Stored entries
+++++
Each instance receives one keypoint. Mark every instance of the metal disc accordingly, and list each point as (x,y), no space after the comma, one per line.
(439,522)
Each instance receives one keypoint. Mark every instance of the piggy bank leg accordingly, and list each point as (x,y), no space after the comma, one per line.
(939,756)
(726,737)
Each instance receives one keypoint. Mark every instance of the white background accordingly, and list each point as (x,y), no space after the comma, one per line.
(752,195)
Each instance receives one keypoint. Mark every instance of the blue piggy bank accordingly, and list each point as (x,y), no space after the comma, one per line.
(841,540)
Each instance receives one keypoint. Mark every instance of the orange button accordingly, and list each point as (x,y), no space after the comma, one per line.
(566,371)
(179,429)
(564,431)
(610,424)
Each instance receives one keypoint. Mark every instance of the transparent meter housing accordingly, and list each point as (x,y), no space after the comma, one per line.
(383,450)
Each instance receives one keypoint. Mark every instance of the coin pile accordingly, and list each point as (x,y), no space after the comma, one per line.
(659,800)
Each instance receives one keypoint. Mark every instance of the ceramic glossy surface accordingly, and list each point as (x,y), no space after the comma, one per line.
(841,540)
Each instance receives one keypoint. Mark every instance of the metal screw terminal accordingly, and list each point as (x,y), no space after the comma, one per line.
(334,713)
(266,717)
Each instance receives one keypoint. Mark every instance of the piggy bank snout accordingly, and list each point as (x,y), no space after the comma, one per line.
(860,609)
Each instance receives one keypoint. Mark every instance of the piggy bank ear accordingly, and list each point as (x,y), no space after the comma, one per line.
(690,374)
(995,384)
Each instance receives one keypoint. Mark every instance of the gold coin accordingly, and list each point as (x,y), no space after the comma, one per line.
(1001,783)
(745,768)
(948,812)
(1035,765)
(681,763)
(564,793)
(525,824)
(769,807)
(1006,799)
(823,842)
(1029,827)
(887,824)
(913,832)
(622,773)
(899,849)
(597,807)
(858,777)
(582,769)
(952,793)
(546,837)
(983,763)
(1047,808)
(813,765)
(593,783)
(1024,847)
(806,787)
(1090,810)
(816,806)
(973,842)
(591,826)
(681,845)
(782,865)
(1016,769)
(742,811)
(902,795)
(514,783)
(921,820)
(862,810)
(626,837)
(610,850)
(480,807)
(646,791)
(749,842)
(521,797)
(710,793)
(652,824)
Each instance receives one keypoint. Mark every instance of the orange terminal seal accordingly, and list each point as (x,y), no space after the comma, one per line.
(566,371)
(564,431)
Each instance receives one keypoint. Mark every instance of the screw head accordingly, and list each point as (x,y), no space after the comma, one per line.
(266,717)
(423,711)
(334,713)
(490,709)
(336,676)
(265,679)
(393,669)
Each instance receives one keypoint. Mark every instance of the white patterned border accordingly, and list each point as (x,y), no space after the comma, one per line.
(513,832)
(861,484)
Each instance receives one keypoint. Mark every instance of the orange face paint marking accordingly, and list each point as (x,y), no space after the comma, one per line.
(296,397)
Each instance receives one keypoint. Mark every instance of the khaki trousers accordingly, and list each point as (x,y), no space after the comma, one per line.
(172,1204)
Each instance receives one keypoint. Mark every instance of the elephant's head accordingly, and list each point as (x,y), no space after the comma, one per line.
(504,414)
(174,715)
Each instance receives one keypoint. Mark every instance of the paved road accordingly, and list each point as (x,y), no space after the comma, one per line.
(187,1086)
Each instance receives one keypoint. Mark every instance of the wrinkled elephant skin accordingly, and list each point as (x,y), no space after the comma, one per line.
+++++
Instructions to follow: Repeat the data. Keep every word the same.

Expected output:
Each instance receives one keypoint. Mark every instance of the metal disc accordingly, and list each point as (x,y), no space after the comma, one per line.
(439,522)
Each instance receives one keypoint. Mark every instance of the piggy bank leg accordingly, and list each point as (x,y), no space after the comma, one per line.
(939,756)
(726,737)
Each instance receives one keypoint. Mark every instance of the white background accordingly, and list each point as (x,y), no space after the comma, one per line.
(752,195)
Each instance receives one keypoint. Mark every instance of the blue piggy bank accordingly, and list each point as (x,y), no space after the comma, one per line.
(841,540)
Each instance receives one keypoint. Mark every instance of the orange button accordingly, and list each point as (x,y), no space after the comma, one per line.
(566,371)
(179,429)
(564,431)
(610,424)
Each instance receives one keypoint. Mark every instance of the transparent meter housing accordingly, and list each point as (x,y), no space after the comma, one per line.
(383,450)
Each instance receives one keypoint. Mark every instance of the coin pile accordingly, and list each point as (x,y), no space after the comma, one per line.
(659,800)
Each instance receives one keypoint. Mark every instance of the ceramic glossy surface accordingly, and list each point as (x,y), no space after the comma, one per line.
(841,540)
Each instance receives one keypoint. Mark every instance of the metal screw terminal accordingly, and list each point as (x,y), no space after the comma, one per line.
(334,713)
(266,717)
Each instance receives one keypoint. Mark every instance of the piggy bank snout accordingly, and list each point as (x,y), no space after the comma, one per line.
(860,609)
Each instance receives one keypoint. Mark every instance of the piggy bank ear accordingly, and list each point as (x,y), no space after the comma, one per line.
(690,374)
(995,384)
Each instance receives one keypoint. Mark every instance of the gold coin accordingly, and list each point as (x,y), no space after the comma, one per line.
(1001,783)
(745,768)
(948,812)
(1035,765)
(681,763)
(564,793)
(525,824)
(769,807)
(1006,799)
(823,842)
(1029,827)
(887,824)
(913,832)
(622,773)
(899,849)
(597,807)
(858,777)
(582,769)
(952,793)
(546,837)
(983,763)
(1047,808)
(813,765)
(593,783)
(1024,847)
(806,787)
(1090,810)
(816,806)
(973,842)
(591,826)
(681,845)
(782,865)
(1016,769)
(742,811)
(902,795)
(514,783)
(921,820)
(862,810)
(626,837)
(610,850)
(480,807)
(646,791)
(749,842)
(521,797)
(710,793)
(652,824)
Each instance receives one keypoint. Mark every instance of the orange terminal seal accordingly, and list each point as (x,y), no space after the comma, one per line.
(566,371)
(564,431)
Each instance receives one keypoint. Mark every instance of the screw head accordingly, and list each point as (x,y), no space after the comma, one per line.
(266,717)
(423,711)
(334,713)
(490,709)
(336,676)
(265,679)
(393,669)
Each instance receives one keypoint. Mark every instance of the white patterned border accordingly, and list each point as (x,y), no space after the comma, one per line.
(513,832)
(861,484)
Each instance receives one keypoint. Mark every instance of the orange face paint marking accordingly, and list each point as (x,y), no space after the comma, one per line.
(296,397)
Each instance receives one keypoint. Mark every instance of the khaki trousers accordingly, and list each point as (x,y), no space after the comma, one per line.
(172,1204)
Each instance receives one keypoint. Mark every instance of the elephant's head accordingly, and list each point as (x,y), no space after the comma, one per line.
(504,414)
(174,715)
Each instance receives one keypoint. Mark every instance of the paved road accordingly, and list each point as (x,y), no space after the comma, one per line.
(187,1086)
Each instance receives one keypoint. Mark every instance of the wrinkled elephant skin accordingly, and list each point as (x,y), no space after the comma, one per line.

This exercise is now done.